§ Exercise: When a line below contains the word "clicks", copy that line.

(Data for the task)

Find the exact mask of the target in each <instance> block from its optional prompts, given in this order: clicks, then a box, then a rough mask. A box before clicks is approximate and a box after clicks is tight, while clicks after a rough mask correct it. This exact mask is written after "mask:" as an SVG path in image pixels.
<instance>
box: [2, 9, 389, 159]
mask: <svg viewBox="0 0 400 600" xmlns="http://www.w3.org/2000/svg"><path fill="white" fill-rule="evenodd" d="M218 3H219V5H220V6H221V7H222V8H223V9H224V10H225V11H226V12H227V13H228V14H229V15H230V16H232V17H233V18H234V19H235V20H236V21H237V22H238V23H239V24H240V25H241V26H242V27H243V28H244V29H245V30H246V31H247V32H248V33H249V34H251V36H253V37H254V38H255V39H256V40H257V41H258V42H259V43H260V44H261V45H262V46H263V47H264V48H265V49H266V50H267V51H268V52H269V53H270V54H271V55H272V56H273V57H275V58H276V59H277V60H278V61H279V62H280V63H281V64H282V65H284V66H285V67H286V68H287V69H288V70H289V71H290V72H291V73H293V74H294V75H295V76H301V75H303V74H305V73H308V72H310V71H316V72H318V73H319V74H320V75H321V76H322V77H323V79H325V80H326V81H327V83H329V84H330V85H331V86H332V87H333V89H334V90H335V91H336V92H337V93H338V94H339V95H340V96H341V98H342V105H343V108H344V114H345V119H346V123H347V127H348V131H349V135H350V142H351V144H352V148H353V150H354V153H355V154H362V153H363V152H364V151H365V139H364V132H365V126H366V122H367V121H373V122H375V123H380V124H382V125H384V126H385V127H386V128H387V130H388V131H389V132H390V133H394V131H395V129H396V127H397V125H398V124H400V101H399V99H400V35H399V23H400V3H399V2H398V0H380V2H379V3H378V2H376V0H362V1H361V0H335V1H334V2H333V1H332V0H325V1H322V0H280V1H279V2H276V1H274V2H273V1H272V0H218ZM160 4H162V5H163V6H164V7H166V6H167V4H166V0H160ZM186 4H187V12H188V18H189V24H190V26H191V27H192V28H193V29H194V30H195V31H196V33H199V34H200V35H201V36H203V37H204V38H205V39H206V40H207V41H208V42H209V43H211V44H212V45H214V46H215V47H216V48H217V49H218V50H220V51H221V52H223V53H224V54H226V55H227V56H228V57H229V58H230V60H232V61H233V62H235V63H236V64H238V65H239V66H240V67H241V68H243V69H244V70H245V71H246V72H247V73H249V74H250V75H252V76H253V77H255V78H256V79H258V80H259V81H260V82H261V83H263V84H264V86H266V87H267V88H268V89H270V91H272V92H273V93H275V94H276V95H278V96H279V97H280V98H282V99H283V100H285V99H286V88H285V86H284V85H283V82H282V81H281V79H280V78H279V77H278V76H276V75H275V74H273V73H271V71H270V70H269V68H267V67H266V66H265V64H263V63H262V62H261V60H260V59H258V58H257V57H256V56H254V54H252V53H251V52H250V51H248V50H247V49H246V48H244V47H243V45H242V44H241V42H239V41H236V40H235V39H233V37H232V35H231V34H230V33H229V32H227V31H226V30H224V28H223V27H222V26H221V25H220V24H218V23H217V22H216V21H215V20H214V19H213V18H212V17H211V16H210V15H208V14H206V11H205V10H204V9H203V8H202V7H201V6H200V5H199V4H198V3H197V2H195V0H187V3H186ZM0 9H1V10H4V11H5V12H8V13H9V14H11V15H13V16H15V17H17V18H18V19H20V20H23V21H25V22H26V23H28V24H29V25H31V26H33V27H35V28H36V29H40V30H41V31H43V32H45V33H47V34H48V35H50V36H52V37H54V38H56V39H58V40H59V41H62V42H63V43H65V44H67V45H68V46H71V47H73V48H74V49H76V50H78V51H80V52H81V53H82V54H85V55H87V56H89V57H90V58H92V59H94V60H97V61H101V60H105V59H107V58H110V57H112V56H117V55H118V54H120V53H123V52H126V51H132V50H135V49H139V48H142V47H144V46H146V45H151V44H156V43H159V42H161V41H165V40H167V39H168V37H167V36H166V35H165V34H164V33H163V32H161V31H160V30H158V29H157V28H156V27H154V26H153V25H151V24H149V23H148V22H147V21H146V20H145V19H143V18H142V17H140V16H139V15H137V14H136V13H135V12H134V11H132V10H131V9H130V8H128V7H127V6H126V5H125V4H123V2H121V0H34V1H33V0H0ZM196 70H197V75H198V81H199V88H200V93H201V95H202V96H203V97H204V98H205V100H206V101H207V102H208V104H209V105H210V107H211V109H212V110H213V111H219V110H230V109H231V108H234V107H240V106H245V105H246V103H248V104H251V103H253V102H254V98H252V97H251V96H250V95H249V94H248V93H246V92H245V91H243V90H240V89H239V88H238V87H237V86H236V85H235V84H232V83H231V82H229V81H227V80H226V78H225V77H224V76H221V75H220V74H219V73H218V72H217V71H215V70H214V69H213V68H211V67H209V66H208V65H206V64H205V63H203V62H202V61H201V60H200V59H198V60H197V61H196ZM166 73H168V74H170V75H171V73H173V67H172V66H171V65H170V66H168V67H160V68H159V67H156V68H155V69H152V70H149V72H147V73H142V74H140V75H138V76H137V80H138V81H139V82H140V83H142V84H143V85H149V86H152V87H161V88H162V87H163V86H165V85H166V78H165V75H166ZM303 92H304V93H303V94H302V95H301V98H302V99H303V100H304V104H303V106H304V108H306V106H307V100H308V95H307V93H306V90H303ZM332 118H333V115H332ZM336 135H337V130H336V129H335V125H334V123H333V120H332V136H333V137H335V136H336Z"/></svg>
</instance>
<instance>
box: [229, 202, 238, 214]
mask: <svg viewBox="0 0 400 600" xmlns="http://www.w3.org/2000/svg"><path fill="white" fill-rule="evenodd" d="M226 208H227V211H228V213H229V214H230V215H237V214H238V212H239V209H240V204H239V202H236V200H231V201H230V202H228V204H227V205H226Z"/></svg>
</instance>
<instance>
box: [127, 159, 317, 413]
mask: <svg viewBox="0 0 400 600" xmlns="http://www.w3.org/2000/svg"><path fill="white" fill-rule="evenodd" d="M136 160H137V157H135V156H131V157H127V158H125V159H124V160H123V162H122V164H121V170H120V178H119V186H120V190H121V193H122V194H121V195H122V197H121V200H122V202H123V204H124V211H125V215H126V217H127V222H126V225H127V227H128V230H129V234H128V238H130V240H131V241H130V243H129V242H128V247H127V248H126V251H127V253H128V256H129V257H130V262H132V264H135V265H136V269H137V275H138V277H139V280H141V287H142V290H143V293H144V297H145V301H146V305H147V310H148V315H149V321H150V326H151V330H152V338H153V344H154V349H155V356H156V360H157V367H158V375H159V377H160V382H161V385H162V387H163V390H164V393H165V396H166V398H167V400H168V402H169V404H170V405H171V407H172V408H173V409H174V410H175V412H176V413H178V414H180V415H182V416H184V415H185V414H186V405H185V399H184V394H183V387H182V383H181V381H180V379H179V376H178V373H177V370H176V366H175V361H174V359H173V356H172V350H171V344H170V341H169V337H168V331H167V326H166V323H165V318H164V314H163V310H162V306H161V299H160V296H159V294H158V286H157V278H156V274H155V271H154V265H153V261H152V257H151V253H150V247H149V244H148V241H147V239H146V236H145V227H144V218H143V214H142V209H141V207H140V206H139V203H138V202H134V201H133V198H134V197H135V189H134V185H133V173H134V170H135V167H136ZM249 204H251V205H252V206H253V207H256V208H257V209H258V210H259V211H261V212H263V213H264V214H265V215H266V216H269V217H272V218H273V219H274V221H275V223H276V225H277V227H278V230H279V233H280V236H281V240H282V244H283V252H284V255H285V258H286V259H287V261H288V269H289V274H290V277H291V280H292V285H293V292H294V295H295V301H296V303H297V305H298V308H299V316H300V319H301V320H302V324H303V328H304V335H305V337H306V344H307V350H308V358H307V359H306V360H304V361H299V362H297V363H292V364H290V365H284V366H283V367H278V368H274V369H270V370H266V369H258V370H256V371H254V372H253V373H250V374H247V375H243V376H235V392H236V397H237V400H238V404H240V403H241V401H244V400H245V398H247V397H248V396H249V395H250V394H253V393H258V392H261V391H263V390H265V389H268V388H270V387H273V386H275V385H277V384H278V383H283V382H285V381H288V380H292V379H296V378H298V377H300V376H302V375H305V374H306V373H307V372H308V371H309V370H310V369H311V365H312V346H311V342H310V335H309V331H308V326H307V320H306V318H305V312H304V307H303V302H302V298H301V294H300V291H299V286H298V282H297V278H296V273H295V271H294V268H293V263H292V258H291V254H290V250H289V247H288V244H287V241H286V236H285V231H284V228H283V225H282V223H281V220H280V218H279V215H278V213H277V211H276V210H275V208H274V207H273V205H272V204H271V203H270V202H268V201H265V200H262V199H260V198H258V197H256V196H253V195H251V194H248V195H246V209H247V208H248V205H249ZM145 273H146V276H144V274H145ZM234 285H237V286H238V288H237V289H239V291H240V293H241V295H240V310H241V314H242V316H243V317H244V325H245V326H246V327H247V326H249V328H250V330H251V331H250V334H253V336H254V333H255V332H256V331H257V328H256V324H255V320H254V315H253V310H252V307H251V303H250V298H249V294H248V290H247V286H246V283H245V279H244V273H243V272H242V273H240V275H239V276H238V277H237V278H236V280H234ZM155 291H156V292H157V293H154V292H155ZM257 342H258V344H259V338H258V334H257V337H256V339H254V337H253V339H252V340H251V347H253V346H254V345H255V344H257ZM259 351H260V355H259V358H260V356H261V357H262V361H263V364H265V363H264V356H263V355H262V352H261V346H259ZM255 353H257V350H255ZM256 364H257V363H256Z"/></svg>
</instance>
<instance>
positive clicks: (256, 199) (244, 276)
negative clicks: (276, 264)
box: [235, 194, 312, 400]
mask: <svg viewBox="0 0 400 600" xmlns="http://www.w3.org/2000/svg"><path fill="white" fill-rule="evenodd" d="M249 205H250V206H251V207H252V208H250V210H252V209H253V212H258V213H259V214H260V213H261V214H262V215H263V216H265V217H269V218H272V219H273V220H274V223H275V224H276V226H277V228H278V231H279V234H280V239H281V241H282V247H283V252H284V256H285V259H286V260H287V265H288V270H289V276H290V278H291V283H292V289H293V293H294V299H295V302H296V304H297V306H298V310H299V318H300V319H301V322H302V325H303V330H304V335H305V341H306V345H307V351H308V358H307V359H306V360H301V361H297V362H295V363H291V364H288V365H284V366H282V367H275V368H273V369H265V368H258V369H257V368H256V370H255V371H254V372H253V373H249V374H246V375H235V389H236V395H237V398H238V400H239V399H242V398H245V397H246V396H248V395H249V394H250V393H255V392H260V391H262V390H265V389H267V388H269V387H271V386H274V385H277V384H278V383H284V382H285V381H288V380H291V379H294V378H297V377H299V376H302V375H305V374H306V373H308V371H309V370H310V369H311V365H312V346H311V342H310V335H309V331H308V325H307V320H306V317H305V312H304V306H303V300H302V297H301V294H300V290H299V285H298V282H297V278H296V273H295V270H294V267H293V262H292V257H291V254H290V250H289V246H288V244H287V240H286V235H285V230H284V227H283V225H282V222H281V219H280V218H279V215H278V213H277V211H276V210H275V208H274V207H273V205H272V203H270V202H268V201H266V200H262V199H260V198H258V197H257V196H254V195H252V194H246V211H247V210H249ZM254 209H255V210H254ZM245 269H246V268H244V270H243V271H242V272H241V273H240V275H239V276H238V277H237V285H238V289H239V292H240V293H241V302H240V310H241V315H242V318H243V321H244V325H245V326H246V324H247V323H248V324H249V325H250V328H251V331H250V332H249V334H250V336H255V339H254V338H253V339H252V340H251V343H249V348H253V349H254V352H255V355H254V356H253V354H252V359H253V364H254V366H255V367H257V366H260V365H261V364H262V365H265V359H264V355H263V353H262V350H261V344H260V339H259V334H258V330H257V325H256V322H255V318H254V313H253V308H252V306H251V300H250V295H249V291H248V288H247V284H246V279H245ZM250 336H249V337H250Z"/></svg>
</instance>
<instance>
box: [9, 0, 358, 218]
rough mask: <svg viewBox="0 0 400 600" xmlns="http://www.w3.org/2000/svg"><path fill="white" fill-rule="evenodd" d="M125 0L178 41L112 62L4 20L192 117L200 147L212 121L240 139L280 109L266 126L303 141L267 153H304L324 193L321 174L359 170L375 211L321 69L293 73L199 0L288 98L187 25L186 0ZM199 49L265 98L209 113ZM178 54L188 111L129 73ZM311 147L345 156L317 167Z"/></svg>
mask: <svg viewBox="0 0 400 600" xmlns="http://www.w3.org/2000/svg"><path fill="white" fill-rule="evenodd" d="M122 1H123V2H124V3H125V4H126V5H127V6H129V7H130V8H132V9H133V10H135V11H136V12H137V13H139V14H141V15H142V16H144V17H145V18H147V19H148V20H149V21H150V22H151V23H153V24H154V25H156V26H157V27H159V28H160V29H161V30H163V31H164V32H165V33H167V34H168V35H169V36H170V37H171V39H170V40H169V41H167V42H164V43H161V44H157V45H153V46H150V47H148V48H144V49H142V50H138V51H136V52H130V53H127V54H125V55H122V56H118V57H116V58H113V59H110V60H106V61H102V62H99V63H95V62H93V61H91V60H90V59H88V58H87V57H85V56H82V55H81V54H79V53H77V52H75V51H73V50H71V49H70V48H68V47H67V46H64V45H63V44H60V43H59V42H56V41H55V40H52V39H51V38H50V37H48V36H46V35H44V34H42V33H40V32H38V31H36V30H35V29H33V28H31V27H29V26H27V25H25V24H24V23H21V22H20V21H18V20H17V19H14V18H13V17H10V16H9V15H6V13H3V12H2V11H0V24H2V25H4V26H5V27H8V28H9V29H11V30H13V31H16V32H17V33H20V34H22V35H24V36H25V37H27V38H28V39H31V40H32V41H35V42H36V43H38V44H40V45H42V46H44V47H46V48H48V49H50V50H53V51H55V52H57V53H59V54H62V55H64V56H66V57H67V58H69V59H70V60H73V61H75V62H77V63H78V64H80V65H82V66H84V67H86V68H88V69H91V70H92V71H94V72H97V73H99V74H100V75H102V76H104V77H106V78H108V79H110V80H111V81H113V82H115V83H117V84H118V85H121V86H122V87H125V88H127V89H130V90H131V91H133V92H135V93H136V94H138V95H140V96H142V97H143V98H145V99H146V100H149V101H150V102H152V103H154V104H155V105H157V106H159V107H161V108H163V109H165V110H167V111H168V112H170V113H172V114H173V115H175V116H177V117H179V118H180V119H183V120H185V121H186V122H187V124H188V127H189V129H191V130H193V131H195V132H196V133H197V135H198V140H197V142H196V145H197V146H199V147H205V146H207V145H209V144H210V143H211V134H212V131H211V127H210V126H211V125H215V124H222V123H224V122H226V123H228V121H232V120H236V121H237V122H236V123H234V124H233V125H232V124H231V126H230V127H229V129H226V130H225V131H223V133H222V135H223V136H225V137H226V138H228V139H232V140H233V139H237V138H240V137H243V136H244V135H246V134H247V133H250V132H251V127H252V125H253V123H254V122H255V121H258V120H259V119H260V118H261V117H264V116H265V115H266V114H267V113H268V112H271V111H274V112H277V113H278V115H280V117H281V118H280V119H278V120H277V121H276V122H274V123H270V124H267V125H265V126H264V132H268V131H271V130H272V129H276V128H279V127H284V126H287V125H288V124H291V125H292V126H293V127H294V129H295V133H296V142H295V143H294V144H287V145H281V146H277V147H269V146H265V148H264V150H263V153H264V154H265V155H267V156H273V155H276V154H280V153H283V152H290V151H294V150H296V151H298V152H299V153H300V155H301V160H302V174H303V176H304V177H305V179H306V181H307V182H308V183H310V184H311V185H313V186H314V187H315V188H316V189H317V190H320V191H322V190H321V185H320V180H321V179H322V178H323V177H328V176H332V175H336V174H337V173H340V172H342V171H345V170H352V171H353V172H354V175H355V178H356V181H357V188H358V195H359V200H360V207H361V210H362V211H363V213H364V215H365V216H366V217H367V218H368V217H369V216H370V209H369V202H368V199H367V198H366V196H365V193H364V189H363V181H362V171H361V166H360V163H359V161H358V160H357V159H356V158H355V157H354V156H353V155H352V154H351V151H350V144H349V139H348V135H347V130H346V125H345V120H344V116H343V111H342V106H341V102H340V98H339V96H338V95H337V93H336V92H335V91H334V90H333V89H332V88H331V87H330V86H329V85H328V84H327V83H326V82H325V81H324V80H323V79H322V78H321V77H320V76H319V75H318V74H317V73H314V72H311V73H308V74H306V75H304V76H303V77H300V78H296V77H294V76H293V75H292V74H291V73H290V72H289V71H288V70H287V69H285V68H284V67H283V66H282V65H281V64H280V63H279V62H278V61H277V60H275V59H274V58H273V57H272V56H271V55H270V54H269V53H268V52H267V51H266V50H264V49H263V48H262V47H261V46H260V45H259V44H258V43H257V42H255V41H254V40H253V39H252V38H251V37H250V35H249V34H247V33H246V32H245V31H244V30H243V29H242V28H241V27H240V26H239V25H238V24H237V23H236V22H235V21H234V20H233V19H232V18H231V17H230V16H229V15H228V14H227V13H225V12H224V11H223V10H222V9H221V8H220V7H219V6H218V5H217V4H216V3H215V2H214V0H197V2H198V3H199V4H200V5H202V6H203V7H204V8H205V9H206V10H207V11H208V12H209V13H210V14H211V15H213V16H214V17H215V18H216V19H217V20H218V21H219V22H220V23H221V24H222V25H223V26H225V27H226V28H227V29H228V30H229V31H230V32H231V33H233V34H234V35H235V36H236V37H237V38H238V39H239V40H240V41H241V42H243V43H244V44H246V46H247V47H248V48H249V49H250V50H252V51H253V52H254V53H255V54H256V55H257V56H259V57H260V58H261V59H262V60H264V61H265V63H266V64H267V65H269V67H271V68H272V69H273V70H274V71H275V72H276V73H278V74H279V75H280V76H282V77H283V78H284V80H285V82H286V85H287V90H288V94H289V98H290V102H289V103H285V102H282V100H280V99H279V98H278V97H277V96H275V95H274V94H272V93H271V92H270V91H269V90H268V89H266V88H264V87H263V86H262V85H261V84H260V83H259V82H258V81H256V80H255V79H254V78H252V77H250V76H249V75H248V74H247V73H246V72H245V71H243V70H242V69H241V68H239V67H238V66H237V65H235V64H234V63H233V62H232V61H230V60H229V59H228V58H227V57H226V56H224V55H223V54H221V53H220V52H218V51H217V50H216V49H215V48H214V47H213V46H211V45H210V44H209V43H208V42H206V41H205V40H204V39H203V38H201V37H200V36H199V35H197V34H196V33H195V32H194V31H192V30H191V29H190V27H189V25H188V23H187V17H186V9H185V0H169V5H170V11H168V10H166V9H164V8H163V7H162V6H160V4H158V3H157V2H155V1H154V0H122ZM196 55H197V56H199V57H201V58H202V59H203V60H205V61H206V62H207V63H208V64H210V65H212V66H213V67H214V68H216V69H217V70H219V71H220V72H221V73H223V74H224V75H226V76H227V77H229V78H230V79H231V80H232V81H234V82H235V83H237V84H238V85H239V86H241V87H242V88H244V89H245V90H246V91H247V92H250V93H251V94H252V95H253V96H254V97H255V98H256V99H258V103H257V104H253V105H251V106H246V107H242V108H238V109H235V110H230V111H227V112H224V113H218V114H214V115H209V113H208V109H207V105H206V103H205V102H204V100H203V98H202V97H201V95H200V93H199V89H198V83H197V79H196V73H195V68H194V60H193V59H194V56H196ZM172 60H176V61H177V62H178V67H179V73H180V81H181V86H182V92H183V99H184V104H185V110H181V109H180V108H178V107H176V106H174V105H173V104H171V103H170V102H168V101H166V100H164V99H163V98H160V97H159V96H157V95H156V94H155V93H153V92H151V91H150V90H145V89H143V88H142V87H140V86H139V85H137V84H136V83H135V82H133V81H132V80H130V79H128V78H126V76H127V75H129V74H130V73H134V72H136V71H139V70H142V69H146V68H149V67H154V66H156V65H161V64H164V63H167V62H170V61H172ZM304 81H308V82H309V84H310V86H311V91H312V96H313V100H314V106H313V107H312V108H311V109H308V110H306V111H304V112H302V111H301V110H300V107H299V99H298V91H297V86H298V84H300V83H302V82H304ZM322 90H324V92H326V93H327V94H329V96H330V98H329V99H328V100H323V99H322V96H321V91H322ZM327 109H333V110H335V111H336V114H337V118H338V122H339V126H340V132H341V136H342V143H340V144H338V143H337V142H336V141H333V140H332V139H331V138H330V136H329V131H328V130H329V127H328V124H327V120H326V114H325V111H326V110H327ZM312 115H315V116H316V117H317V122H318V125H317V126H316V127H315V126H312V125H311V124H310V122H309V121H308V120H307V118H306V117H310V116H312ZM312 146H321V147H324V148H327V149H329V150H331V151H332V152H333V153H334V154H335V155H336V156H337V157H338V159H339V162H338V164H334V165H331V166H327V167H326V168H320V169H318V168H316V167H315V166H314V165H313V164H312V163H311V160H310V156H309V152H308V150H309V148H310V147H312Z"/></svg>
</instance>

(End Data for the task)

§ Result for this task:
Find the exact mask of the target in each <instance> block from its optional prompts, given in this order: clicks, then a box, then a rough mask. A box before clicks is approximate and a box after clicks is tight, while clicks after a rough mask correct it. This exact mask is written after "mask:" as an SVG path in image pixels.
positive clicks: (256, 199) (244, 276)
negative clicks: (276, 264)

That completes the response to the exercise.